[[ Exercise passage, beginning ]]
Tell us a little bit about yourself and how you came to be in the great state of North Carolina?
I was born in Lexington, KY, and moved to the coast of NC before my first birthday. I moved to Chapel Hill after graduating high school and spent four years at UNC-CH. I spent a few years after school moving around and found my way to Nashville, TN, to study Audiology at Vanderbilt. After graduating, I was fortunate to find a job at Duke and have enjoyed living in Durham since then.
Where or in what type of setting do you currently work?
I work in an outpatient ENT clinic at Duke University Medical Center. I evaluate and treat patients with balance and dizziness problems in our vestibular clinic.
Why are you so excited about the new North Carolina Audiology Association, and what is your current role in the developing organization?
[[ Exercise passage, end ]]
__Exercise tasks__:
a. Reproduce the passage of the interview between "I was born in" and "you currently work?", inclusive, without any change.
b. Answer these questions using the interview:
(i) In what city was the interviewee born?
(ii) At which university did the interviewee study Audiology?
(iii) What problems do the patients seen in the vestibular clinic have?
c. Resume the interview with the audiologist, beginning after its final question.
[[ Provided information, beginning ]]
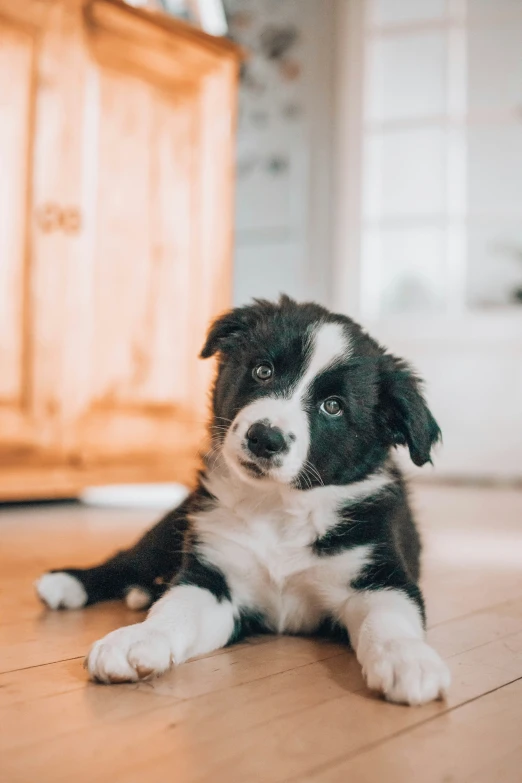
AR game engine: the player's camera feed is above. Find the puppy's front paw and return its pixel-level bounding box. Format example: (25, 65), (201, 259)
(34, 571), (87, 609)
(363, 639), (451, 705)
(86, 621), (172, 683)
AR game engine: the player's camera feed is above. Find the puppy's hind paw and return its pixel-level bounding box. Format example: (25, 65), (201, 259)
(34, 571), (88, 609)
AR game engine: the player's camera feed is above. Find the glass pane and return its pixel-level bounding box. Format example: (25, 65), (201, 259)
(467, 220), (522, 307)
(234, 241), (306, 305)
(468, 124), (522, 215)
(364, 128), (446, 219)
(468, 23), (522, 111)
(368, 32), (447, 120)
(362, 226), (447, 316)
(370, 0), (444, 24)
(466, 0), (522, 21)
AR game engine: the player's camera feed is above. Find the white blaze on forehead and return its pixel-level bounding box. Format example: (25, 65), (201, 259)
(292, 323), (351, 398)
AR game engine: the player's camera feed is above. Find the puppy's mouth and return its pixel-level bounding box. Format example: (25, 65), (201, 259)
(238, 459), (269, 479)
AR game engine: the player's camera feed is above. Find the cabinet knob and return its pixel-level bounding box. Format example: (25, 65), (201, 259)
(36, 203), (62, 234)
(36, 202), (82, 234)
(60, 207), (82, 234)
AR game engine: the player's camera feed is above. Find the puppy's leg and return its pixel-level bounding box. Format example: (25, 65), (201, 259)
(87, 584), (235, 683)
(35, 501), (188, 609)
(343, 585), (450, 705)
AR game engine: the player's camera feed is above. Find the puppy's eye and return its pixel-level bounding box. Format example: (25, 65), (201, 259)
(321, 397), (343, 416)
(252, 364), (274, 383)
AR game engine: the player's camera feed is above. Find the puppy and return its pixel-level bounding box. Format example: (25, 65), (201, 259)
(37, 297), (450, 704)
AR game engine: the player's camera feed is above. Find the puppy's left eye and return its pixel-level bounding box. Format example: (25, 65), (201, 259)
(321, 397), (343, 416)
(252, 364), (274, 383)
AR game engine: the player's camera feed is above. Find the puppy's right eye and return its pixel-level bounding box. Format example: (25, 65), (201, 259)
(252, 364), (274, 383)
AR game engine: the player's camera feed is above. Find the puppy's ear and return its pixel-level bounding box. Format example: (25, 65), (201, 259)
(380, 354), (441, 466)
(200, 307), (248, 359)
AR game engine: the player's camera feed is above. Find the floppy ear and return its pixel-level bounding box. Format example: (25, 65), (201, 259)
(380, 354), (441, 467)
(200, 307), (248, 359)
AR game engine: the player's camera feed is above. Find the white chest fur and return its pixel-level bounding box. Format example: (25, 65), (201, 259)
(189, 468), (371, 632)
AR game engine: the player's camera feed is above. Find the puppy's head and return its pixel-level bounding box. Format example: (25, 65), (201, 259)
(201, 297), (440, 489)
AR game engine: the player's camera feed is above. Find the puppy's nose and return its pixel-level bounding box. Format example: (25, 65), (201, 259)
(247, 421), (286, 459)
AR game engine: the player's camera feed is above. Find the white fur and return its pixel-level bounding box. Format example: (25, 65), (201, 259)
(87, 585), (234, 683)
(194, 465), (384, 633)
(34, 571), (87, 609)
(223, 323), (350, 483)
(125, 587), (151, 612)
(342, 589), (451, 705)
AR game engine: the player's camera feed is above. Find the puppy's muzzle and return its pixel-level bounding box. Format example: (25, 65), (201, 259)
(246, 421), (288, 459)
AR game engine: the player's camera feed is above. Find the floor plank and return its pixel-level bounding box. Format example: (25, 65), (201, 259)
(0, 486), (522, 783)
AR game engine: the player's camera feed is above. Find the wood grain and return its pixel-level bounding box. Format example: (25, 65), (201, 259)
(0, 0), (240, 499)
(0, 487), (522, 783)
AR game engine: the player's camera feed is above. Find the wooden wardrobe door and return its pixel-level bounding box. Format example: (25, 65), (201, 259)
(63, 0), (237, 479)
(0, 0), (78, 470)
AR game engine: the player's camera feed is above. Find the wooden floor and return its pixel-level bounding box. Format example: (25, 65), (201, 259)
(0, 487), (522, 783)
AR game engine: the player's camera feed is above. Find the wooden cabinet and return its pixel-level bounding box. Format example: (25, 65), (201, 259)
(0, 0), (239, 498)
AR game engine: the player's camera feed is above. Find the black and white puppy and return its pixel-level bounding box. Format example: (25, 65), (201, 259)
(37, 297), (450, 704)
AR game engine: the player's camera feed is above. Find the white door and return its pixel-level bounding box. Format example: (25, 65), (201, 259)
[[ Provided information, end ]]
__Answers to the exercises__:
a.
I was born in Lexington, KY, and moved to the coast of NC before my first birthday. I moved to Chapel Hill after graduating high school and spent four years at UNC-CH. I spent a few years after school moving around and found my way to Nashville, TN, to study Audiology at Vanderbilt. After graduating, I was fortunate to find a job at Duke and have enjoyed living in Durham since then.
Where or in what type of setting do you currently work?

b.
(i) Lexington, KY.
(ii) Vanderbilt.
(iii) Balance and dizziness problems.

c.
I am very excited to have an independent association representing audiology in NC. We had outgrown the structure of our previous association, and forming a new group was our best option to capitalize on the skills, motivation, and enthusiasm of our colleagues. As the healthcare landscape continues to change, we must find a way to make space for audiology. I’m confident this association will represent us well in that endeavor, and I’m encouraged when I see that same passion in the eyes of the other stakeholders. I’m serving as the interim Treasurer of the new association; making our first bank deposit two weeks ago was a big day!
What would one find you doing in your free time?
I enjoy listening to music at home and live, working in my shop, and working in my yard. I have lots of fun hanging out with my wife and son, riding bikes, sitting on the back porch at Sam’s Quik Shop, and hanging out with my neighbors.
What is your favorite part of the state to visit and why?
That is a really tough question because I really enjoy the western part of the state. If forced to choose it has to be the Outer Banks. I enjoy motoring over to Cape Lookout. With a light north wind, the south side of the hook of the cape has calm water and that makes for an amazing day at the beach. Beer in one hand, bocce ball in the other; that tops the list.
If you were not practicing in a career related to audiology, what would you be doing?
Who knows? Working with my hands in some way. I love my job and I get tremendous satisfaction applying my knowledge of audiology so my patients can enjoy greater quality of life. But if I weren’t doing this, perhaps I would be building furniture.
What do you see as one of the biggest challenges facing audiology today?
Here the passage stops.